# Measure Theory - Why doesn't empty interior imply zero measure?

I'm studying for a qualifying exam in measure theory and ended up "proving" a set with empty interior implies zero measure. I know this isn't true (irrational numbers provide a counterexample in $$\mathbb{R}$$) but can't find my error:

Let $$E \subset \mathbb{R}^n$$ be a set with empty interior. Note that the closure, $$\overline{E} = \text{int}(E) \cup \text{Bd} (E)$$, where $$\text{int}(E)$$ is the interior of $$E$$ and $$\text{Bd}(E)$$ is the set of boundary points of $$E$$. By monotonicity and subadditivity of outer measure, $$|E|_e \le |\overline{E}_e| \le |\text{int}(E)|_e + |\text{Bd}(E)|_e=0$$ by assumption and because the boundary of $$E$$ is $$(n-1)-$$dimensional.

Can anyone find my mistake?

• Essentially, the topological boundary is a very diffuse thing and only very loosely related to the boundary you would encounter in (differential) geometry, where the claim about the dimension would be correct. Jun 7, 2023 at 7:39
• In general, when faced with a possible proof and a possible counterexample to the same proposition, you can apply your proof to your counterexample and see where things break. If $n=1$ and $E$ is the set of irrationals, what are $\operatorname{int}(E)$ and $\operatorname{Bd}(E)$ and $\bar{E}$, what are their measures, and where does a mistake appear in the proof?

What the task asks
Could you resume the forum thread on empty interior and zero measure, picking up after its last comment?

(Items listed in a dataset)

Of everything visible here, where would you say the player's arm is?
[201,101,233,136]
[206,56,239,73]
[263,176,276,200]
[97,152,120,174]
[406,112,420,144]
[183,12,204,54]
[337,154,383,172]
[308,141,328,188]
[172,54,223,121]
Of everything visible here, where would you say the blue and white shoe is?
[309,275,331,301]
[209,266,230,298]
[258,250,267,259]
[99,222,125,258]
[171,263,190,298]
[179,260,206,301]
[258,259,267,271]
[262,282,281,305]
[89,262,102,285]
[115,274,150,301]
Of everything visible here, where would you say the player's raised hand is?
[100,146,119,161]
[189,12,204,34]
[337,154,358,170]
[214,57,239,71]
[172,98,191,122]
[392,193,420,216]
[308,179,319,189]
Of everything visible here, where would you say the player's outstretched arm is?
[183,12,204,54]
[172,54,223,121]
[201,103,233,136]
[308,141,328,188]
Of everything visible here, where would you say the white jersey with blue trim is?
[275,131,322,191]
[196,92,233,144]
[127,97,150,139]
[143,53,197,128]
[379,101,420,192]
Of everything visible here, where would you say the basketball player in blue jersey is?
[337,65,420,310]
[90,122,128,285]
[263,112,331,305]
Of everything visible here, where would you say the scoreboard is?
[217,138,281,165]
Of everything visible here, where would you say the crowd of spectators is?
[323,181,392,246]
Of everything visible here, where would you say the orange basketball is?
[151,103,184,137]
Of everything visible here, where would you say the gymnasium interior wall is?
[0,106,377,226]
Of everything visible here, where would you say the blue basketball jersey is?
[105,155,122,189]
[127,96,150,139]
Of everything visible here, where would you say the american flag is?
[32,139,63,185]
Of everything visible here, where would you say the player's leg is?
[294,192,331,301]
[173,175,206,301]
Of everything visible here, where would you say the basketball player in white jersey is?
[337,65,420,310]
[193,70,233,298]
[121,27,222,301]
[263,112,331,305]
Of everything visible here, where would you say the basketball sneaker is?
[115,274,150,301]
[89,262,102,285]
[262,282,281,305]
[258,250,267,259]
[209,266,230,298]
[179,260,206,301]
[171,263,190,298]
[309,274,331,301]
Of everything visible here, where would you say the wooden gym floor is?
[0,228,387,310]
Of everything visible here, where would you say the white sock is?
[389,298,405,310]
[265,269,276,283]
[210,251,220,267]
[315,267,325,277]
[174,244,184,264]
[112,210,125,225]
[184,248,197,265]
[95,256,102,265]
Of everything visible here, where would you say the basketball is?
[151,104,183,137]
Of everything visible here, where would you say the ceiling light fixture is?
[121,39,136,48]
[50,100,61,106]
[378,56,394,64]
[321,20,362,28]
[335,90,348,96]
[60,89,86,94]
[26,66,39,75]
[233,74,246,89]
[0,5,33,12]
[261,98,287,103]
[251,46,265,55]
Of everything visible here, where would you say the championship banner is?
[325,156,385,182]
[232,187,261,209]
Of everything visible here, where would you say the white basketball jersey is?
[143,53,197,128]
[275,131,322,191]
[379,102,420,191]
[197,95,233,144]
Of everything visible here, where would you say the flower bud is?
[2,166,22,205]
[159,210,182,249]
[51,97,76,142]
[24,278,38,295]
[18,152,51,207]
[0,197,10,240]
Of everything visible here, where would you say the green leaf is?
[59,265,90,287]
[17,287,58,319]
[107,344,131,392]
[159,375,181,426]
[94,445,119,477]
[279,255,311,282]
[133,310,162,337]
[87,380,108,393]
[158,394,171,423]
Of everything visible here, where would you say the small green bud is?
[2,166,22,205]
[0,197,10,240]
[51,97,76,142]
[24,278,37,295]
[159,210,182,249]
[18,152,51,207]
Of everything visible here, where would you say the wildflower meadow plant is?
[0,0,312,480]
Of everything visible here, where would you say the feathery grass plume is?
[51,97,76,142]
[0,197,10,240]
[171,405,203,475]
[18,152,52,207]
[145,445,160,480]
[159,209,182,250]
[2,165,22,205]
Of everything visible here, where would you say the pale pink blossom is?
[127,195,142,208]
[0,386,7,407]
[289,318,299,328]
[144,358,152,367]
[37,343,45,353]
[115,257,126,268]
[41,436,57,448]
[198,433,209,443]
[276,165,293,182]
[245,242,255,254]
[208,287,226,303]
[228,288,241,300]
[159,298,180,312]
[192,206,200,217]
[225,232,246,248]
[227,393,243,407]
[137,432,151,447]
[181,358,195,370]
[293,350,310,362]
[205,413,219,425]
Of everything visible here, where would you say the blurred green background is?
* * *
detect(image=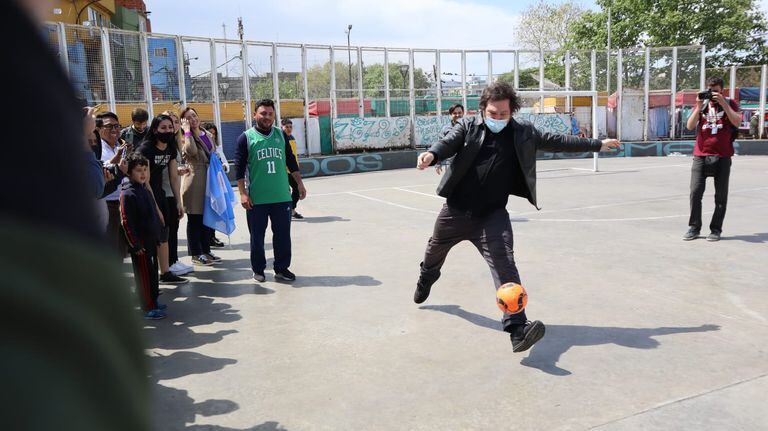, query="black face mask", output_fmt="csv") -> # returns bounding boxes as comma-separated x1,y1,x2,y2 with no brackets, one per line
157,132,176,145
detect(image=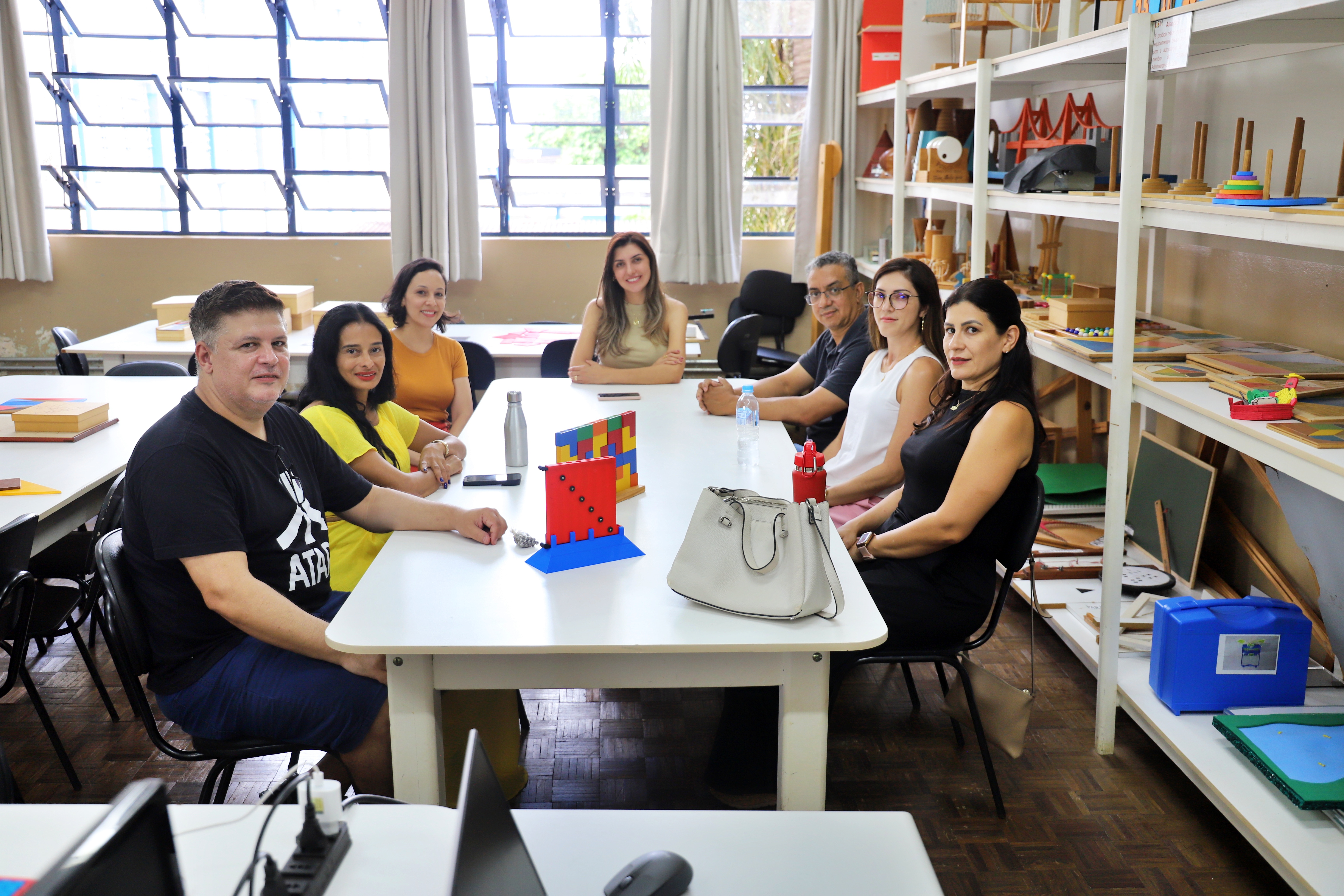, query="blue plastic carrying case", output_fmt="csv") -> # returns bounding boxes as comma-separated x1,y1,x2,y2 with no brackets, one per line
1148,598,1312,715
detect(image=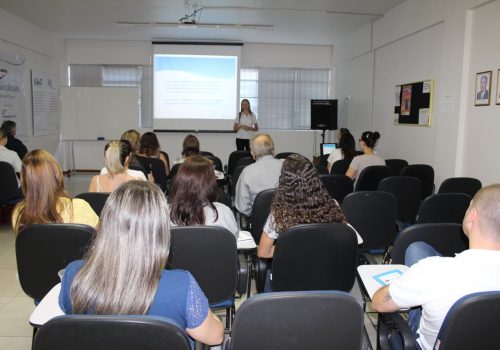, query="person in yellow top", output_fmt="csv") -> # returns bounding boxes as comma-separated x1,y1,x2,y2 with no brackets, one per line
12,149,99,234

Response to the exercise
– Stef
Jun 7, 2023 at 8:07

You have no reason to assume that the measure of the boundary is $$0$$ too. And you provided an example yourself: the irrationals. Its boundary is $$\Bbb R$$, whose Lebesgue measure is infinity.
As your example with irrational numbers shows, $$\text{Bd}$$ is not necessary $$(n - 1)$$-dimensional, it can very well be the entire space.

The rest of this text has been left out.